- DIRECTIONS FOR THIS TASK:
Collect every line in the records below that contains the word "each".

- TASK DATA:
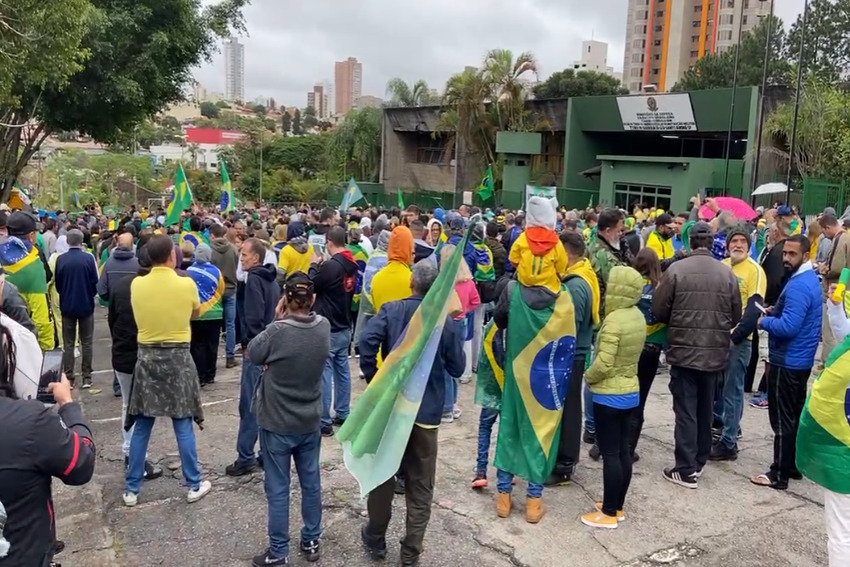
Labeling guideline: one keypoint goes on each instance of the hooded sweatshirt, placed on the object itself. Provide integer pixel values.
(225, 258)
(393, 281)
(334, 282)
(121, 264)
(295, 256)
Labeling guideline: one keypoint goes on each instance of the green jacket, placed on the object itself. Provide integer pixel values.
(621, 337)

* * *

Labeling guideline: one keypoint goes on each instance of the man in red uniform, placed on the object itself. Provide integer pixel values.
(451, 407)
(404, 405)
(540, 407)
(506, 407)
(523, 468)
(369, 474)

- SOLUTION TO THIS TASK:
Labeling guideline: one keypoint goes on each instance of the hooded sweatshirt, placed on the object itself. Provide integer pixel values.
Labeling guideline: one keypoint goes on each instance of the green jacket, placed on the object itself. Provide integer pixel values.
Labeling guideline: one keypoint goes on each instance of the man in red uniform, placed on the object itself. Provide integer pixel values.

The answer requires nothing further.